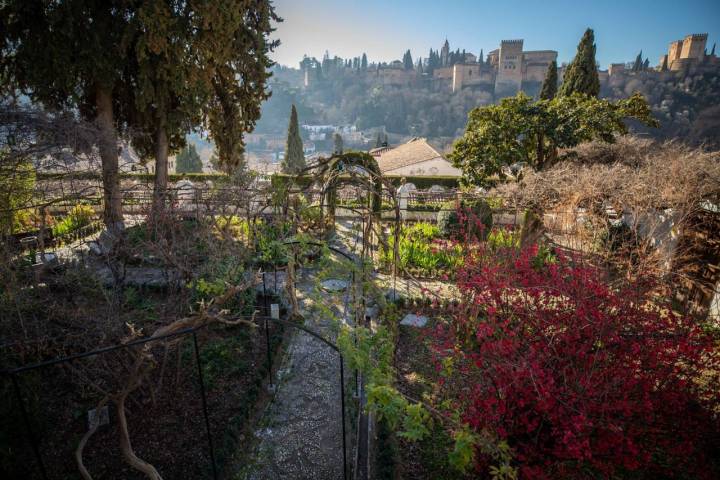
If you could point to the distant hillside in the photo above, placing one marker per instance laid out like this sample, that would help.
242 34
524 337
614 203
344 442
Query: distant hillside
688 106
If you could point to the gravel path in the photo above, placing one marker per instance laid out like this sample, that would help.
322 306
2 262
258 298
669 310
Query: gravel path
300 436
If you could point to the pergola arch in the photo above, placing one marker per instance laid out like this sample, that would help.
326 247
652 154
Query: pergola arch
342 169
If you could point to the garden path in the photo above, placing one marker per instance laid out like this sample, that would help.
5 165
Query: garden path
300 435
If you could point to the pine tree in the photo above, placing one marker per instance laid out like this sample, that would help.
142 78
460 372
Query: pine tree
337 141
549 88
581 75
294 160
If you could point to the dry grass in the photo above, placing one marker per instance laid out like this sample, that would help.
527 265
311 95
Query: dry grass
632 173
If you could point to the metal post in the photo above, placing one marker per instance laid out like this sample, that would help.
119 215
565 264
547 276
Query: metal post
342 406
267 331
26 420
204 399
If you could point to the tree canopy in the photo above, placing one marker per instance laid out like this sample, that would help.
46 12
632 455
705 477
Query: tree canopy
518 130
188 160
549 88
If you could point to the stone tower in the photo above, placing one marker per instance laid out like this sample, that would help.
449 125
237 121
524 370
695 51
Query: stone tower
509 70
445 54
694 46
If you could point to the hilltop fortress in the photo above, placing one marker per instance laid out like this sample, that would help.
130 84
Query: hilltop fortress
503 72
506 71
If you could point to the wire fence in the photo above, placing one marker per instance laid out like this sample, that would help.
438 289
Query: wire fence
186 420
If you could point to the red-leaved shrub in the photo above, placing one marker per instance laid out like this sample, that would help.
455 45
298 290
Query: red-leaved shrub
581 379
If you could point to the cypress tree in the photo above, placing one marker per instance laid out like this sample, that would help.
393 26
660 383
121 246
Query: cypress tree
294 160
188 160
549 88
664 66
337 140
407 60
581 75
637 66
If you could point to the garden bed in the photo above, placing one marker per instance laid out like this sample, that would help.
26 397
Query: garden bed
165 417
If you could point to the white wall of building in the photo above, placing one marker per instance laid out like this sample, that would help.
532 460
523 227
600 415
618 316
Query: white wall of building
436 166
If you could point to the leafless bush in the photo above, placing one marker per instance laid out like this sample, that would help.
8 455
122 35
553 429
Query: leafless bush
650 208
632 173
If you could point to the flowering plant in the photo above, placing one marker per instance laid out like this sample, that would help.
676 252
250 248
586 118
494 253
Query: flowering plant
581 379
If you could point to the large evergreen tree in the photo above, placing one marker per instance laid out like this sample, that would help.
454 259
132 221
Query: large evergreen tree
294 160
549 88
521 130
187 75
581 76
188 160
338 144
71 55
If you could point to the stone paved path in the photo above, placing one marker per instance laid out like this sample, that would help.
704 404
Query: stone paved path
300 436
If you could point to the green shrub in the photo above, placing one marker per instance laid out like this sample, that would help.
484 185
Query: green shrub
79 216
448 218
421 247
17 185
503 238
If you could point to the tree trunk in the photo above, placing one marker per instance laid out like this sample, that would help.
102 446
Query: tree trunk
112 213
161 169
540 162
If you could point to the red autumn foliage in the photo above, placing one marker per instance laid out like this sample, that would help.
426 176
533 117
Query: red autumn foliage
581 379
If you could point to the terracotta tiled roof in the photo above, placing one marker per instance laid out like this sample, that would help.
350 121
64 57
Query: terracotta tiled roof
415 151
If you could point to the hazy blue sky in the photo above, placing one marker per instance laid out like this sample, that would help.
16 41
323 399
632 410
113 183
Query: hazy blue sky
384 29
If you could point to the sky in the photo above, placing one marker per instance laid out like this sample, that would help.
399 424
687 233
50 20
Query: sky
384 29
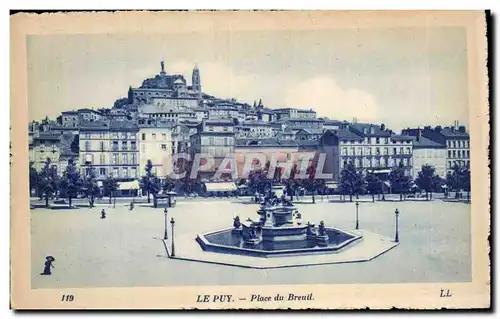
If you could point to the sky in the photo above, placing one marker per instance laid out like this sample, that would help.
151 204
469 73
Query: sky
402 77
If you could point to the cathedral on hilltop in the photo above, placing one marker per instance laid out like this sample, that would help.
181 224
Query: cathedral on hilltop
165 90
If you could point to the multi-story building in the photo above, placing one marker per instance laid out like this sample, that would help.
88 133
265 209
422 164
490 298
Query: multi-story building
292 113
124 150
428 152
94 146
155 144
370 148
110 147
45 146
455 138
257 129
68 119
215 138
69 151
168 90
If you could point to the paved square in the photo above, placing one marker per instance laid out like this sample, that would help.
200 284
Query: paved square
126 248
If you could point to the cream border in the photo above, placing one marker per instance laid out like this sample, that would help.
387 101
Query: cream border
376 296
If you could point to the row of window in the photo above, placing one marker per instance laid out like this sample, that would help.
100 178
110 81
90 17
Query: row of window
125 159
381 162
115 146
458 144
458 154
113 135
375 140
115 172
452 164
154 136
368 151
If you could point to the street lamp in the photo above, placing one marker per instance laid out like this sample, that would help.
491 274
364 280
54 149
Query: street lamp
172 222
165 237
357 219
396 214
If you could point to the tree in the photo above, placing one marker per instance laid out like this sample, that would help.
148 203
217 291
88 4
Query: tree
147 179
155 186
34 178
400 182
351 181
109 187
465 181
373 185
71 183
48 181
453 180
426 179
90 187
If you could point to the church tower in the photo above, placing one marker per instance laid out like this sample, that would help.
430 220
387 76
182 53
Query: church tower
196 79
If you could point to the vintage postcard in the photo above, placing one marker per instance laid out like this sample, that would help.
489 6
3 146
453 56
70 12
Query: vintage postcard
250 160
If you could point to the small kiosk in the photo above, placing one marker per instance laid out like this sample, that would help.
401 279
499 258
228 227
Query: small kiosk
167 199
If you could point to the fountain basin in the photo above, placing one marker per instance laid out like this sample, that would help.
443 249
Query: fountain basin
230 242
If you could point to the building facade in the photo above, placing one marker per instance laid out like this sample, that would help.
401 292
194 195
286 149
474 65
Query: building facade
155 144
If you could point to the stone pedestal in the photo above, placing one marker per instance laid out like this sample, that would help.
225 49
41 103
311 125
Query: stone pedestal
322 240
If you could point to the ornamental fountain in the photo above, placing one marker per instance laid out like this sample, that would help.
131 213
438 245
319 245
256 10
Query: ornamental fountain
279 231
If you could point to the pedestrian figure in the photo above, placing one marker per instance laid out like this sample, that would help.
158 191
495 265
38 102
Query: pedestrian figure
48 265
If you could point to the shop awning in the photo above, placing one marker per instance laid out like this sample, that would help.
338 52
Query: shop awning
128 185
379 171
332 185
220 187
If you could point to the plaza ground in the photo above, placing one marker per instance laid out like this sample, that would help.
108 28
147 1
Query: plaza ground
126 249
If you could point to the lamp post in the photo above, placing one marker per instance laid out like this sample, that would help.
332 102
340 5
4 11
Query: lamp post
166 224
172 222
357 219
396 214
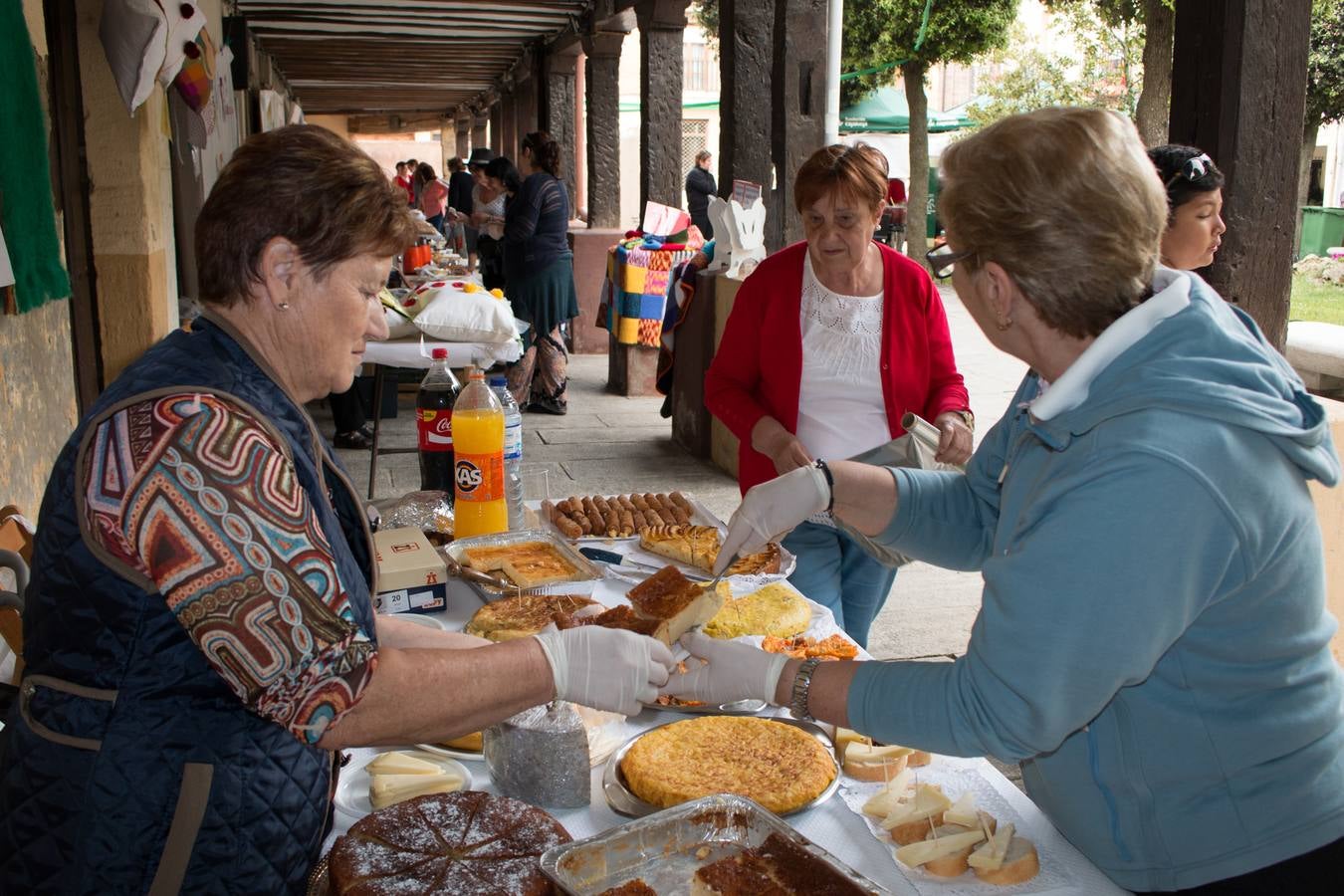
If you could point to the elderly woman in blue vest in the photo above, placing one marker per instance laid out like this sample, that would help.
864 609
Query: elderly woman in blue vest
199 634
1152 645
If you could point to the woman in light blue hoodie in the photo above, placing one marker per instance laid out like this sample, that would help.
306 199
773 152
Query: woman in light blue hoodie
1152 645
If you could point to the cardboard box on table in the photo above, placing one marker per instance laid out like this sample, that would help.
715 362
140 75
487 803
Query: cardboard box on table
411 575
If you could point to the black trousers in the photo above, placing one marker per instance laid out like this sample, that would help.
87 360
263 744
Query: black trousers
1314 873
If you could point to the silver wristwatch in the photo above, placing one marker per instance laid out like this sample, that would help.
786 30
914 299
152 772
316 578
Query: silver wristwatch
801 687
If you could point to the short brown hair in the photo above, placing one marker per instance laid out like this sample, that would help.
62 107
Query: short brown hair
1064 200
856 172
303 183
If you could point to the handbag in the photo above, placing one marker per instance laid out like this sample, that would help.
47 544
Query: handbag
916 449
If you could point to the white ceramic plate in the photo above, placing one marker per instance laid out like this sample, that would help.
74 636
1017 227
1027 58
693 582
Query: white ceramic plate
352 790
417 618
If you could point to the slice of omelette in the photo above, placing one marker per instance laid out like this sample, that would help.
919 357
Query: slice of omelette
776 608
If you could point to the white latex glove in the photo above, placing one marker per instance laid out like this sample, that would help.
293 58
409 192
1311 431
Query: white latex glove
771 510
606 668
730 670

▸ **TASK INSTRUCTIONS**:
All that is needed is the exact run of lines from the start of the material above through the one containing "If you could point to the tree canopy", pictures left out.

▸ **FINAL ANSWER**:
If you could point to the distant hillside in the photo above, placing one marker per instance laid out like this sample, that would help.
242 34
524 337
614 203
344 442
Query: distant hillside
688 106
If you could point to the gravel path in the photo above, placing one marker per instance laid out like this sample, that would help.
322 306
2 262
258 298
669 310
Query: gravel path
300 436
If you could point to the pergola arch in the photo above, placing one marker per instance laid out like this sample, that would help.
326 247
652 154
Query: pergola arch
342 169
If you could point to the garden path in the photo above, placing one marker per instance laid out like this sample, that would help.
5 165
Query: garden path
300 435
If you could point to the pine tree in the photo above, placing one marker per instance laid out like this sample, that would help.
142 78
460 372
Query: pine tree
337 141
549 88
581 75
294 160
If you could point to the dry grass in the photo above, placing one marker per instance laid out like this sample, that would help.
527 265
311 95
Query: dry grass
632 173
If you could point to the metal post in the photo above, placing one marker per instance laid out like this sample, that would help.
119 215
565 264
547 276
Query: metal post
342 406
267 331
26 420
204 399
If you could point to the tree canopy in the photo above, placing one marker per instance laid out like this sample, that would help.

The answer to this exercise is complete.